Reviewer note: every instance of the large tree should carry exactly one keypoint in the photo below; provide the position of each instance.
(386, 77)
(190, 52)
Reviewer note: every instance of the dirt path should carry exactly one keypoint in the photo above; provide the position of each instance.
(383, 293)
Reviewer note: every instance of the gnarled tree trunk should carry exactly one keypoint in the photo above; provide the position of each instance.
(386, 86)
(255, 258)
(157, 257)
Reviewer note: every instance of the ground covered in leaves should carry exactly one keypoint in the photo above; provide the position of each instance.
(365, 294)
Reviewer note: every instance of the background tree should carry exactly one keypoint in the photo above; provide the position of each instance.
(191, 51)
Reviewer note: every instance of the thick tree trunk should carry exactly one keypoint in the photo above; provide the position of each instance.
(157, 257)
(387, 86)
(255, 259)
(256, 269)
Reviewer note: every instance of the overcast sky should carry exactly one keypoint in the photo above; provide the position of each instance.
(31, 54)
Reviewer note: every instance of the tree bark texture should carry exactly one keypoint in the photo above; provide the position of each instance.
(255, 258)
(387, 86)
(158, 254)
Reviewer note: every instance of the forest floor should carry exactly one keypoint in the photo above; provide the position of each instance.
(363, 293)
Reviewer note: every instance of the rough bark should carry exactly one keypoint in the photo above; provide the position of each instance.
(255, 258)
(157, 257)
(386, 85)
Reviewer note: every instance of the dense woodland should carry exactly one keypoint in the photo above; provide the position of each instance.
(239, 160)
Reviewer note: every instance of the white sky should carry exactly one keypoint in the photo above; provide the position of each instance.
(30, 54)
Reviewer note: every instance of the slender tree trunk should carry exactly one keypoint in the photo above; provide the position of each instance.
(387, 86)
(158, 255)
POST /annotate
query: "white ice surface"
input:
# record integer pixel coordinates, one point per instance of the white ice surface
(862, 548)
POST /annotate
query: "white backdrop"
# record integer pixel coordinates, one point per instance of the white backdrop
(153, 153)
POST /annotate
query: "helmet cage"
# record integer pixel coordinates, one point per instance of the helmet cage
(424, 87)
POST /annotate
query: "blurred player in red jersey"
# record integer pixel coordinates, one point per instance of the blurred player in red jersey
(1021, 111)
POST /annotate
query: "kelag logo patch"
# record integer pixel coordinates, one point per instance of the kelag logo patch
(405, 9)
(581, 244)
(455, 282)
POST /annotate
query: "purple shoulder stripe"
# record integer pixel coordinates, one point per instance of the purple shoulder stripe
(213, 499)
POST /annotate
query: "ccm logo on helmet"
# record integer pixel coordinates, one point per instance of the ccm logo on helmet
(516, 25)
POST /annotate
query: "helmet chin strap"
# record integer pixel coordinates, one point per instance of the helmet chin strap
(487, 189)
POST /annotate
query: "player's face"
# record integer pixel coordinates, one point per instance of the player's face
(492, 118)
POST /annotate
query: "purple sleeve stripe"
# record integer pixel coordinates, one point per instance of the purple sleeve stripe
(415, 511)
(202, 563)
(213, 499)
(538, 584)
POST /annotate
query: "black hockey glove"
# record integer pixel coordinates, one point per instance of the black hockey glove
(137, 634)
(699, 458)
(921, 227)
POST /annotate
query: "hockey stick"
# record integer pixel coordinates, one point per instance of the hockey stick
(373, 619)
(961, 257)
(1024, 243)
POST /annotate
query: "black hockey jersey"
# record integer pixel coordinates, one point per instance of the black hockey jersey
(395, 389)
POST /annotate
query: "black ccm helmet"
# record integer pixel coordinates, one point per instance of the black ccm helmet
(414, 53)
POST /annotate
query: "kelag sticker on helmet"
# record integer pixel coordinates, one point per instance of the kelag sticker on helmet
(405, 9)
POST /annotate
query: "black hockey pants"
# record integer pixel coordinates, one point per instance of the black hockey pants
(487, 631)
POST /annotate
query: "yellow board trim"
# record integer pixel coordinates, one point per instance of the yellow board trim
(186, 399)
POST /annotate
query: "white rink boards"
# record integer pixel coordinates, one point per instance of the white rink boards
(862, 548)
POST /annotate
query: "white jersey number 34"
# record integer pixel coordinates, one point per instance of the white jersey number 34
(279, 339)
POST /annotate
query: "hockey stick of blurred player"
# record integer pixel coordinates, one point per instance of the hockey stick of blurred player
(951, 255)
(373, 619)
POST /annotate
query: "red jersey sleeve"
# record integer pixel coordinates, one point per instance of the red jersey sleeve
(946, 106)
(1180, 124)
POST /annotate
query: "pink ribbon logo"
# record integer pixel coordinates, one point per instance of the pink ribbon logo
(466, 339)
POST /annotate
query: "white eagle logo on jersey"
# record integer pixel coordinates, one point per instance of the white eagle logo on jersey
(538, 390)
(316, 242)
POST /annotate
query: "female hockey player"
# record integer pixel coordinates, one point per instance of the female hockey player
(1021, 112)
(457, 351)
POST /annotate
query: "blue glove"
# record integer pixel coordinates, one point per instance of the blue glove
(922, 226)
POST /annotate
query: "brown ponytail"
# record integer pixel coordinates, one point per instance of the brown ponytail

## Objective
Pick out each line in the rows above that contains the string "cage" and copy those lines.

## Response for this exercise
query: "helmet cage"
# record integer pixel coordinates, one point per instance of the helmet cage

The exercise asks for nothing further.